**TEXTO**:
◇ ◇ ◇ ◇

Não são nem 10 horas da manhã e o cheiro de comida se espalha pelos arredores do residencial Alto da Paz, no Cais do Porto, em Fortaleza. Nas panelas da cozinheira Josenilda de Melo e da auxiliar Joana D’Arc, a carne moída ganha cor e consistência, os legumes amolecem, e o arroz e o feijão chegam ao ponto certo de abastecer, daqui a pouco, as 100 quentinhas que serão distribuídas para moradores do entorno.
A Cozinha Solidária da Associação dos Moradores do Alto da Paz (Amap), gerida pela União de Jovens do Vicente Pinzón (UJVP), é uma das 1.080 Unidades Sociais Produtoras de Refeições (USPR) credenciadas junto ao Programa Ceará Sem Fome, do Governo do Estado. Juntas, elas fornecem 100 mil quentinhas por dia, de segunda a sexta-feira, ajudando a matar a fome de pessoas em extrema vulnerabilidade social.
Nos últimos meses, o Diário do Nordeste visitou cinco cozinhas do Programa, em quatro cidades do Estado, para conhecer o trabalho dos profissionais envolvidos e a recepção dos beneficiários. Assim, servimos o especial “Ceará: Comer e Curar”, que mostra os sabores e desafios do combate à insegurança alimentar e seus impactos em áreas como saúde, economia e educação.
A resposta à fome exige comprometimento e rotina. Josenilda e Joana abrem a cozinha por volta das 7h para iniciar um ritual. Limpam o ambiente, colocam a proteína do dia (carne bovina, frango, porco ou peixe) para descongelar e começam a descascar cenouras e batatas. Depois, é o fogão industrial que entra em ação, mas sempre comandado pelas duas mulheres. Por volta das 10h30, já é o momento de “empratar” as refeições nas marmitas: é que às 11h já tem gente na fila.

◇ ◇ ◇ ◇

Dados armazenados
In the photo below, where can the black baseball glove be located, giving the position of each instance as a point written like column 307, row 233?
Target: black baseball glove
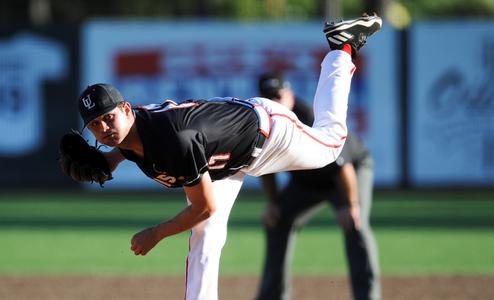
column 81, row 161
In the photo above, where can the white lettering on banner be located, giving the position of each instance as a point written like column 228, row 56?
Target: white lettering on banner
column 453, row 105
column 25, row 62
column 88, row 103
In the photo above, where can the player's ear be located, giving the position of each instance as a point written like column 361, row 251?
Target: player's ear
column 127, row 108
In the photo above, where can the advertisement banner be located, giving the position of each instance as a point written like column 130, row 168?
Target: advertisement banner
column 37, row 82
column 452, row 104
column 153, row 61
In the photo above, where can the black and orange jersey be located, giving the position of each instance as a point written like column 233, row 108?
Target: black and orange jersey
column 183, row 141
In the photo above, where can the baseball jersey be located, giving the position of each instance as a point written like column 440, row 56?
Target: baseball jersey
column 354, row 151
column 183, row 141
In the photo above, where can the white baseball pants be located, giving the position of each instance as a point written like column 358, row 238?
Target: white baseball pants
column 291, row 146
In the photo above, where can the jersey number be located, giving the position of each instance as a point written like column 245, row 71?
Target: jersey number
column 218, row 161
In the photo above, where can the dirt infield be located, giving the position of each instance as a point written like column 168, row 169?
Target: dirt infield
column 238, row 288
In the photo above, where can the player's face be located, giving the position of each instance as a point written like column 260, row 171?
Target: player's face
column 111, row 128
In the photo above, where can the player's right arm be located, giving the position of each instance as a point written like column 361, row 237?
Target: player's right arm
column 202, row 206
column 271, row 213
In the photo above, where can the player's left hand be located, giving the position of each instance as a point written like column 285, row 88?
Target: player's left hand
column 349, row 217
column 143, row 241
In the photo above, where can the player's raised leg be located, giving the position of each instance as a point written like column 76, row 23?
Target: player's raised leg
column 331, row 98
column 319, row 145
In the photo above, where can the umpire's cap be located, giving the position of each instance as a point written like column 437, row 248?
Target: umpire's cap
column 98, row 99
column 271, row 83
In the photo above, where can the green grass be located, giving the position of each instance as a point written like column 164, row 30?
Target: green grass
column 89, row 233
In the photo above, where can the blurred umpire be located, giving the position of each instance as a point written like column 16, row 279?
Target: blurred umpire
column 347, row 184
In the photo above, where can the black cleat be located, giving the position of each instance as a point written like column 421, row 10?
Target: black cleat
column 353, row 32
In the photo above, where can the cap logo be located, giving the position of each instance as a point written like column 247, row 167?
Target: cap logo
column 88, row 103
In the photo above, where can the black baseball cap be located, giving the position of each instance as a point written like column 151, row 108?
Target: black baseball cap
column 98, row 99
column 271, row 83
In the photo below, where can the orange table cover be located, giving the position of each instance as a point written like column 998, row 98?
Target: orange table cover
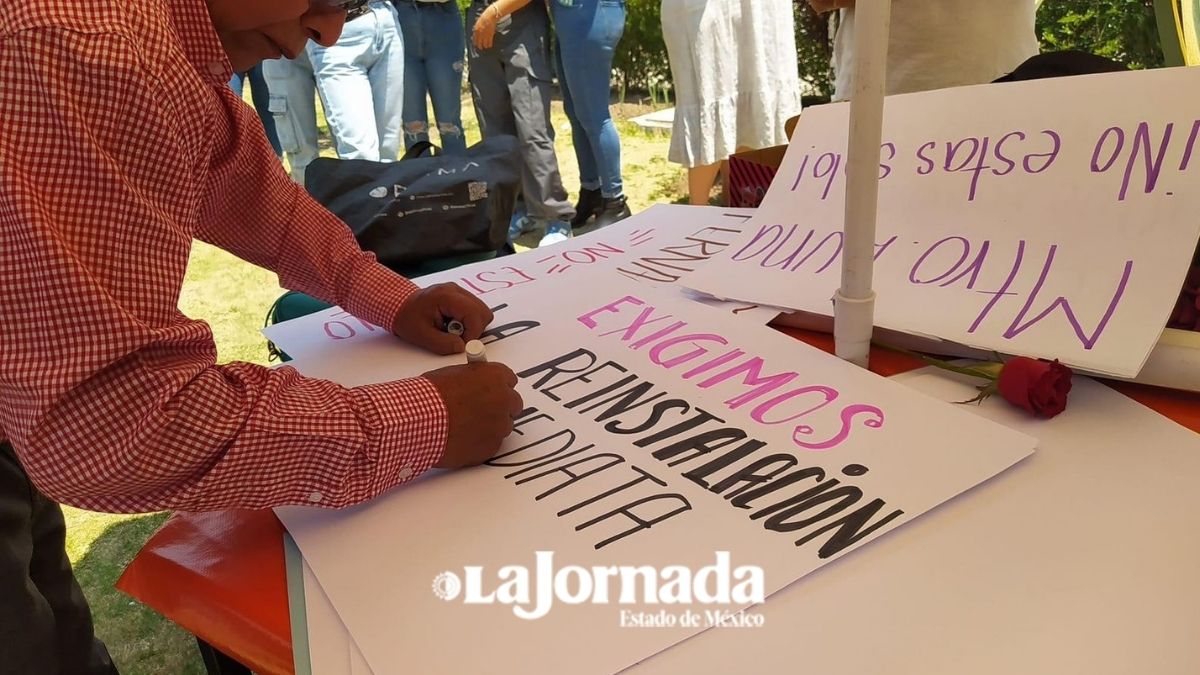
column 221, row 575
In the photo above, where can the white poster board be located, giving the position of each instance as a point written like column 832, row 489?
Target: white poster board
column 1053, row 217
column 659, row 245
column 660, row 432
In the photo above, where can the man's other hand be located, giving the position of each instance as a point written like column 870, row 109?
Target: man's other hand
column 481, row 401
column 421, row 320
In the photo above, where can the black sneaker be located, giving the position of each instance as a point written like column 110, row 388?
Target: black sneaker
column 589, row 205
column 612, row 210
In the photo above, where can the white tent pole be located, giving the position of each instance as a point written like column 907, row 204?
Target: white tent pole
column 855, row 302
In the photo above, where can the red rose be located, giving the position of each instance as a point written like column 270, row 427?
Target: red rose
column 1187, row 309
column 1037, row 386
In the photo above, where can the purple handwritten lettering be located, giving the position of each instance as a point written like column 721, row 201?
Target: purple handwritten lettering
column 1086, row 339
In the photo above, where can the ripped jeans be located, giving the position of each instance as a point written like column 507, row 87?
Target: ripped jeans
column 433, row 59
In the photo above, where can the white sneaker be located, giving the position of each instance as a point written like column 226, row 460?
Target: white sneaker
column 556, row 233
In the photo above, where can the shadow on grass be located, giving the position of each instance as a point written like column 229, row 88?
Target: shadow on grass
column 142, row 641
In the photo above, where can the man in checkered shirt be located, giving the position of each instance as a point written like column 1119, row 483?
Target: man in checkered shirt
column 120, row 142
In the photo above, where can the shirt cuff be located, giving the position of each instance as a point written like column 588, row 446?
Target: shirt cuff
column 408, row 424
column 378, row 294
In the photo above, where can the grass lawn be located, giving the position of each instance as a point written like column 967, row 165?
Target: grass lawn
column 234, row 297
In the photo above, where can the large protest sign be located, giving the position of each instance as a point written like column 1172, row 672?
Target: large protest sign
column 659, row 245
column 1053, row 217
column 667, row 452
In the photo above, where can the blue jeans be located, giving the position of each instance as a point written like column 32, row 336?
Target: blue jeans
column 588, row 31
column 261, row 96
column 294, row 108
column 361, row 81
column 433, row 58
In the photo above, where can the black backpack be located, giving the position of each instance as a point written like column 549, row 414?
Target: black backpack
column 423, row 208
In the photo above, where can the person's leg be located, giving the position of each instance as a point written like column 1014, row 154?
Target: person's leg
column 261, row 95
column 528, row 81
column 387, row 76
column 591, row 199
column 293, row 105
column 415, row 108
column 700, row 183
column 443, row 63
column 489, row 84
column 589, row 33
column 45, row 621
column 493, row 105
column 345, row 90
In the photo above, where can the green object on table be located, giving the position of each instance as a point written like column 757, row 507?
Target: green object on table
column 297, row 610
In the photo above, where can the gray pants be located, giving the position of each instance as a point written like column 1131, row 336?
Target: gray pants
column 45, row 621
column 510, row 85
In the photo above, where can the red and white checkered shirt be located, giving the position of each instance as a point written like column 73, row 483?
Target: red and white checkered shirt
column 120, row 142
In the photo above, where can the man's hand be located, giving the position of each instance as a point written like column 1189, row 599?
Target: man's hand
column 421, row 318
column 485, row 28
column 823, row 6
column 480, row 404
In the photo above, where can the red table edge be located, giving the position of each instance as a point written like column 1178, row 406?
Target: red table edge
column 255, row 627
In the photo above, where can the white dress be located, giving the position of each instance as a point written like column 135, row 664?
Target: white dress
column 939, row 43
column 735, row 72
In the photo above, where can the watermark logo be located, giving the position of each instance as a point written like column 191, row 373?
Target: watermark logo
column 447, row 586
column 533, row 593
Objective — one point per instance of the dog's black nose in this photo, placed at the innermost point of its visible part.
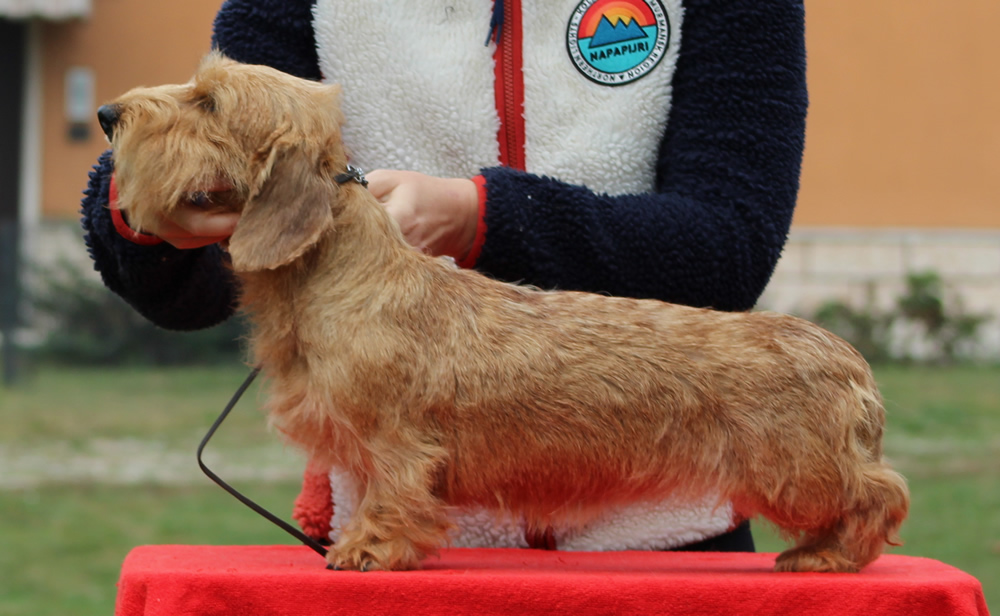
(108, 116)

◇ ◇ ◇ ◇

**OBJETIVO DO EXERCÍCIO**: Transcreva palavra por palavra o trecho do texto sobre as cozinhas solidárias, começando em "Nos últimos meses, o" e terminando em "economia e educação.".

**RESULTADO DA TAREFA**:
Nos últimos meses, o Diário do Nordeste visitou cinco cozinhas do Programa, em quatro cidades do Estado, para conhecer o trabalho dos profissionais envolvidos e a recepção dos beneficiários. Assim, servimos o especial “Ceará: Comer e Curar”, que mostra os sabores e desafios do combate à insegurança alimentar e seus impactos em áreas como saúde, economia e educação.